*INSTRUCTIONS FOR THE TASK*:
An exact transcription of all the entries is needed; pictures stay out.
BEGIN
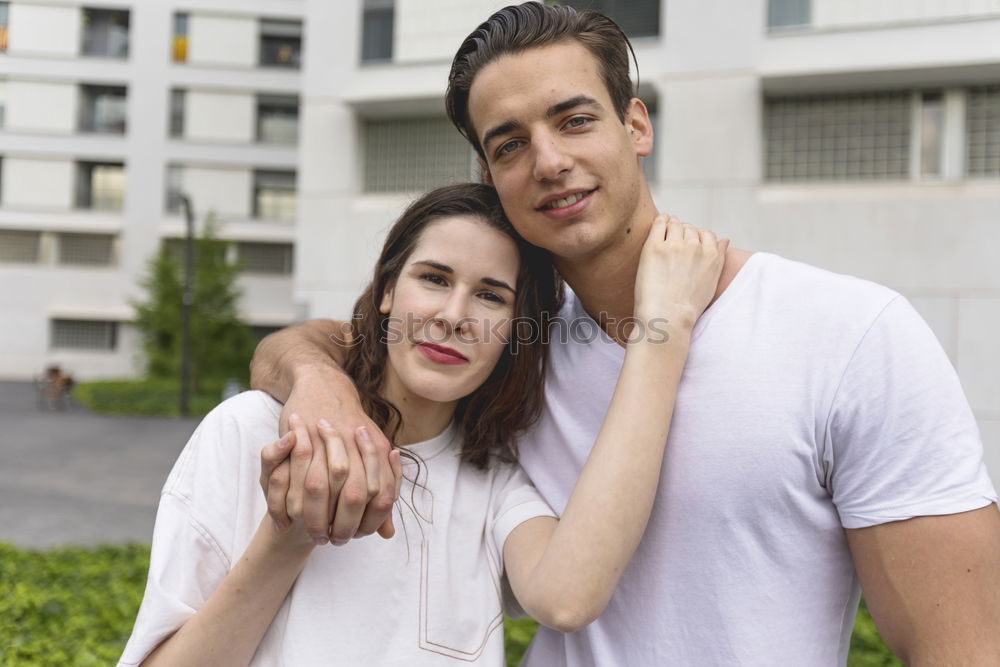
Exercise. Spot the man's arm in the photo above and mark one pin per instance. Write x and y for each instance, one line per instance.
(301, 367)
(932, 584)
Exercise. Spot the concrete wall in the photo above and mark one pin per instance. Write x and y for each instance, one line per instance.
(34, 183)
(222, 40)
(38, 106)
(219, 116)
(45, 30)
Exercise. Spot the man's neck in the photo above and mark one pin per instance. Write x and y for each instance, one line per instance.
(605, 280)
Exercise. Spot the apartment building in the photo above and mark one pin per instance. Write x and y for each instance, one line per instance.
(862, 137)
(108, 113)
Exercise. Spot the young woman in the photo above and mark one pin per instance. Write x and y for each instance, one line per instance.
(438, 369)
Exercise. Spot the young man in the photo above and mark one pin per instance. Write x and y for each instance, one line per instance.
(820, 435)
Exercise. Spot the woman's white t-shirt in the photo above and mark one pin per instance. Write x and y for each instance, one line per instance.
(431, 595)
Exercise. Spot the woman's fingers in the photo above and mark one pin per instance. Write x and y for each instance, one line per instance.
(301, 458)
(316, 494)
(274, 474)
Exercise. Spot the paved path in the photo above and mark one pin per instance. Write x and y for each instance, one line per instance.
(77, 478)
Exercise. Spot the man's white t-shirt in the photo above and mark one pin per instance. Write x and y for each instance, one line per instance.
(431, 595)
(810, 402)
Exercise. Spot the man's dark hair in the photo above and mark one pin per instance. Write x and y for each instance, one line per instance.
(518, 28)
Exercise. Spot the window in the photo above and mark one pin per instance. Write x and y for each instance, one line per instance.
(177, 97)
(376, 30)
(17, 247)
(4, 9)
(102, 109)
(983, 131)
(100, 186)
(274, 195)
(931, 134)
(414, 154)
(789, 13)
(84, 334)
(273, 258)
(842, 137)
(175, 176)
(86, 249)
(105, 32)
(277, 119)
(638, 18)
(280, 43)
(179, 46)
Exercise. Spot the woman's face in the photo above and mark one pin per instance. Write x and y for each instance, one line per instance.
(450, 309)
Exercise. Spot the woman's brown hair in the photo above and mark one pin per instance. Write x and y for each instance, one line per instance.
(510, 400)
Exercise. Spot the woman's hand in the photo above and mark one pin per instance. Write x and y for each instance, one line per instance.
(307, 484)
(679, 271)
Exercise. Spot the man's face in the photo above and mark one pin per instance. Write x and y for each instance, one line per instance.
(565, 167)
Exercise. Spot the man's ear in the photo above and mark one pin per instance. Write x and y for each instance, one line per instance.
(484, 170)
(640, 126)
(385, 307)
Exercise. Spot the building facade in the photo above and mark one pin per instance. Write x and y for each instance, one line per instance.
(862, 137)
(107, 114)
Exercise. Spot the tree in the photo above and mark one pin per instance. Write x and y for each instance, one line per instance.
(221, 344)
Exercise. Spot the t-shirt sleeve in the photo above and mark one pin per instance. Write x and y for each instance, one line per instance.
(901, 439)
(195, 533)
(514, 500)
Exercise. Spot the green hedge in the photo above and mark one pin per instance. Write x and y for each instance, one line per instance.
(74, 607)
(153, 397)
(69, 606)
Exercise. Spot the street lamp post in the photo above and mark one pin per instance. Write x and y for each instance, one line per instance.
(186, 302)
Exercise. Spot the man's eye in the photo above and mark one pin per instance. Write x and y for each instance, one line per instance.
(507, 148)
(434, 278)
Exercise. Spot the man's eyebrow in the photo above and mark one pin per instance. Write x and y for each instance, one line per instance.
(566, 105)
(502, 128)
(554, 110)
(486, 280)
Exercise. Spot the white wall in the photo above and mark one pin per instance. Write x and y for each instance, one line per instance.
(222, 40)
(32, 183)
(42, 29)
(844, 13)
(41, 107)
(433, 29)
(219, 116)
(223, 190)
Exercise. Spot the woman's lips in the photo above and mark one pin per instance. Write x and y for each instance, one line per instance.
(441, 355)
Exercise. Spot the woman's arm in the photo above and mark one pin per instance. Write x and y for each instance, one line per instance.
(227, 629)
(564, 573)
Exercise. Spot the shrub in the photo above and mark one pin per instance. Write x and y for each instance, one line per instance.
(69, 606)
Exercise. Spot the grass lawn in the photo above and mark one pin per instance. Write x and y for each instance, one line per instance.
(75, 607)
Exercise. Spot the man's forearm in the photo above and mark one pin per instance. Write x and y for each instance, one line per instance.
(311, 350)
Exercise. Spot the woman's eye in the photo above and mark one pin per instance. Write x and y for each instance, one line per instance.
(434, 278)
(492, 296)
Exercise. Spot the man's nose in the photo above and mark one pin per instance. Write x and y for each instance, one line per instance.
(551, 160)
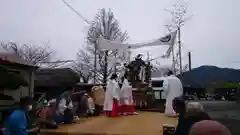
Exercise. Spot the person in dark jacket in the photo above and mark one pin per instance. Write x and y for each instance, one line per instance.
(18, 121)
(193, 113)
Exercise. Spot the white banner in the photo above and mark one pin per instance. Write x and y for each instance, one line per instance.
(104, 44)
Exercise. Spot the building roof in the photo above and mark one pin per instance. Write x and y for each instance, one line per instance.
(56, 77)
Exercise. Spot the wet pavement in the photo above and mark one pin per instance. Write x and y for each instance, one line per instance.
(226, 112)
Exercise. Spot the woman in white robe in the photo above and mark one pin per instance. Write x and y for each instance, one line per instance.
(173, 88)
(127, 106)
(112, 96)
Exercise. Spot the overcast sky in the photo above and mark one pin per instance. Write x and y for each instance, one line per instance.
(212, 35)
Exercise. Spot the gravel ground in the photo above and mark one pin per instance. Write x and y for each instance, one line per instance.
(226, 112)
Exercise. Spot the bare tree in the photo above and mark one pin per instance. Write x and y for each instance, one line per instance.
(178, 18)
(104, 25)
(30, 53)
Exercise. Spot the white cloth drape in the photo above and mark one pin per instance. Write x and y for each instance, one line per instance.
(112, 91)
(173, 88)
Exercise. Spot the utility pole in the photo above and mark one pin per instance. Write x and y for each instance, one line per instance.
(189, 61)
(95, 64)
(180, 49)
(173, 59)
(105, 74)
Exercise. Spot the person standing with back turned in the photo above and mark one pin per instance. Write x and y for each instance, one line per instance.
(112, 95)
(173, 88)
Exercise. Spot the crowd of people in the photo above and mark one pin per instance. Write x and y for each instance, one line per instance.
(116, 101)
(64, 109)
(194, 121)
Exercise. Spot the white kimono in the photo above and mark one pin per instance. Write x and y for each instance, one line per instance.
(62, 106)
(126, 93)
(173, 88)
(112, 91)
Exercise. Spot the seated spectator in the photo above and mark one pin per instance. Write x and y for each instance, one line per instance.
(18, 121)
(194, 113)
(47, 115)
(208, 127)
(2, 131)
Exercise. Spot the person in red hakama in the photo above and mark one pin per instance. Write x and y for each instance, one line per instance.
(112, 94)
(127, 105)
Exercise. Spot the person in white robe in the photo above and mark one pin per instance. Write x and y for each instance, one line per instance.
(112, 96)
(172, 86)
(65, 107)
(126, 100)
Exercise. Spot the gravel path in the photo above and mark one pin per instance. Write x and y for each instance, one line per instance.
(226, 112)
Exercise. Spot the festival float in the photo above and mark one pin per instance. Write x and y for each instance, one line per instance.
(139, 76)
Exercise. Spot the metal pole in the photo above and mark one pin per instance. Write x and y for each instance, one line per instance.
(189, 61)
(115, 62)
(95, 63)
(173, 59)
(179, 46)
(105, 74)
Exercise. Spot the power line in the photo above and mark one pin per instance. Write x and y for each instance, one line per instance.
(76, 12)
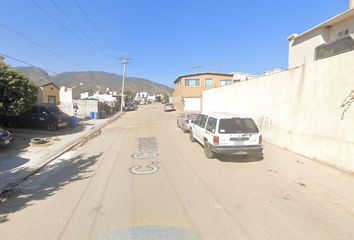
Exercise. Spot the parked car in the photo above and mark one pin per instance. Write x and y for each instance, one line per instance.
END
*RESULT FOR THIS EXERCISE*:
Exercise. Spot the man's arm in the photo above and mark one pin per instance. Write x and y for each instance, one line per instance.
(301, 367)
(932, 584)
Exercise. Spot the concrete wall in the photo above and mark one pin per instance. Write x and y for each instance, one line per instance.
(34, 183)
(222, 40)
(38, 106)
(219, 116)
(45, 30)
Exercise. Spot the man's neck in the photo above and mark one pin per instance. Write x and y for each instance, one line per instance.
(605, 280)
Exercise. Spot the apartment building in the photo above and mark one pin per instance. Write x and y for each instance, one line per instance.
(862, 137)
(108, 113)
Exercise. Spot the young woman in the photo above and mark one pin per instance. Write x and y for each instance, one line per instance.
(438, 369)
Exercise. Spot the young man in the photo above and mark one pin per instance. Write x and y for each instance, one line per instance.
(820, 435)
Exercise. Spot the woman's white t-shirt in the photo above and mark one pin per instance. Write x and y for each instance, one line per instance.
(431, 595)
Exercise. Spot the woman's fingers in the photo above and mark one pin per instance. Write x and y for each instance, one line per instance.
(301, 458)
(316, 494)
(274, 474)
Exercise. Spot the paved path in the photo above and mark one pin per instance. Write x and y for each instance, one line per instance.
(77, 478)
Exercise. Spot the man's white t-shirt in the photo above and mark one pin per instance. Write x and y for each instance, one line per instance.
(431, 595)
(810, 402)
Exercise. Spot the man's dark hair in the photo above and mark one pin per instance. Write x and y for each instance, one line per instance.
(518, 28)
Exercise. Spot the window in the photo above and mark one pin per instance. Write x and y for each instance, one line per instance.
(177, 97)
(376, 30)
(17, 247)
(4, 9)
(102, 109)
(983, 131)
(100, 186)
(274, 195)
(931, 134)
(414, 154)
(789, 13)
(84, 334)
(273, 258)
(842, 137)
(175, 176)
(86, 249)
(105, 32)
(277, 119)
(638, 18)
(280, 43)
(179, 46)
Exercise. Spot the woman's face in the photo above and mark one pin per instance. Write x and y for each instance, one line per instance.
(450, 309)
Exercise. Spot the woman's brown hair in the photo above and mark one pin per instance. Write x and y for each instance, one line per instance.
(510, 400)
Exercise. Spot the woman's hand in the photo above and mark one pin per instance. Write x and y for each instance, one line per instance.
(307, 484)
(679, 271)
Exercise. Spot the man's face in the photo above and mark one pin per instance. Write x and y for each instance, one line per instance.
(565, 167)
Exercise. Spot the man's ear in the photo above and mark one pin per instance. Write x and y for each instance, one line per instance.
(484, 170)
(640, 126)
(385, 307)
Exercise. Spot the building facade in the photo above and mark one pin per instance. Write x and y for each instance, one line per instance.
(862, 137)
(107, 114)
Exercise. Spot the tree in the photo above and mark one pin per instance. Write x and y for each instance, one line per instance.
(221, 344)
Exercise. Spot the t-shirt sleeve in the photo above and mark one pin per instance. Write x and y for each instance, one line per instance.
(901, 439)
(195, 533)
(514, 500)
Exercise. Spot the green hedge in the photo above and mark one pin per instance. Write x and y for each instance, one line per instance.
(74, 607)
(153, 397)
(69, 606)
Exercise. Spot the street lamp post in the photo above and mark one pin per instance. Write x and y for each instance, one line per instance.
(186, 302)
Exercise. Spot the man's eye in the photo above and mark one pin per instance. Write x and y for each instance, one line per instance.
(507, 148)
(434, 278)
Exercise. Spot the man's eyebrow in the photo above and mark one pin per instance. Write x and y for each instance, one line per instance.
(566, 105)
(502, 128)
(554, 110)
(486, 280)
Exercise. Spot the white wall in the photo above and mark one pin per instance. Write x and y for each instance, one line per instance.
(222, 40)
(32, 183)
(42, 29)
(844, 13)
(41, 107)
(433, 29)
(219, 116)
(223, 190)
Exercise. Spot the woman's lips in the photo above and mark one pin per instance. Write x and y for each instance, one line per instance.
(441, 355)
Exercise. Spot the woman's arm in the photo above and mark one pin per instance. Write x and y for each instance, one line per instance.
(227, 629)
(564, 573)
Exercise. Spot the shrub in the photo above and mark one pin per instance. Write x and y for each instance, one line per instance.
(69, 606)
Exercise. Spot the grass lawn in the photo above and mark one pin per instance. Write x and y for each instance, one line per instance.
(75, 607)
Exercise. Spot the man's forearm in the photo above and mark one pin per instance. Write x and y for each instance, one line per instance.
(311, 350)
Exercise. Spot the woman's eye in the photo above and mark one pin per instance. Write x and y for each instance, one line per instance.
(434, 278)
(492, 296)
Exercise. Spot the man's nose in the photo above and mark one pin per instance. Write x and y for each instance, one line per instance.
(551, 160)
Exercise. Spot the person in dark jacket in the photo above and mark one pin per instance. Write x and y for each instance, one line per instance.
(18, 121)
(193, 113)
Exercise. Spot the white banner in the photo above and mark one pin per instance. Write x and y for each instance, one line per instance.
(104, 44)
Exercise. Spot the building roof in the photo above and mark one pin per instance. Write x and y for each instance, one line per instance.
(56, 77)
Exercise. Spot the wet pavement in the photo above and mark one pin per instance. Write x and y for each instance, one line per instance.
(226, 112)
Exercise. Spot the woman in white robe in the photo above and mark one pin per instance. Write x and y for each instance, one line per instance.
(173, 88)
(127, 106)
(112, 96)
Exercise. Spot the overcast sky in the photo above and mark one pin per instance. Write x and y for each instance, one line per instance.
(212, 35)
Exercise. Spot the gravel ground in the photo above and mark one pin per instance. Write x and y for each instance, one line per instance.
(226, 112)
Exercise. Spot the bare tree in the photo above and mark one pin per instance. Write x and y for each instance, one line per instance.
(178, 18)
(104, 25)
(30, 53)
Exercise. Spot the white cloth drape in the photo above and mark one pin per instance. Write x and y for each instance, one line per instance.
(112, 91)
(173, 88)
Exercise. Spot the utility pole in the photo above and mark one pin per instance. Write x and y for each instance, one line per instance.
(189, 61)
(95, 64)
(180, 49)
(173, 59)
(105, 74)
Exercise. Spot the person standing with back turned in the photo above and mark one pin per instance. Write x and y for each instance, one line per instance.
(112, 95)
(173, 88)
Exercise. Spot the crowd of people in the photo above and mark one pin per instance. Write x and y for each instance, one line per instance.
(116, 101)
(64, 109)
(194, 121)
Exercise. Spot the white kimono in the photo above and mark one pin per instance. Write x and y for each instance, one line per instance.
(62, 106)
(126, 93)
(173, 88)
(112, 91)
Exercise. Spot the seated spectator in the photo above and mark one pin per instance. Write x and y for each instance, one line per instance.
(18, 121)
(194, 113)
(47, 115)
(208, 127)
(2, 131)
Exercise. Spot the person in red hakama in the photo above and mark one pin per instance. Write x and y for each instance, one line per instance.
(112, 94)
(127, 105)
Exercise. Spot the person in white robe in the photo above and mark one pin per instance. Write x and y for each instance, one line per instance.
(112, 96)
(172, 86)
(65, 107)
(126, 100)
Exercise. Spot the gravel path in the photo above and mark one pin per instance. Write x and y for each instance, one line per instance.
(226, 112)
Exercise. Spot the festival float in the photo above and mark one pin per instance. Write x and y for each instance, one line per instance.
(139, 76)
Exercise. Spot the metal pole in the photo above and mark one pin per instance. Write x and y for each instance, one line per instance.
(189, 61)
(115, 62)
(95, 63)
(173, 59)
(179, 46)
(105, 74)
Exercise. Spot the power line in the photo above and mark one pin per instance. Write x and y for each instance, one line per instance.
(76, 12)
Exercise. Spot the parked car in the photo above and mark one pin per instance. Write x and y for each instance, one line per instance.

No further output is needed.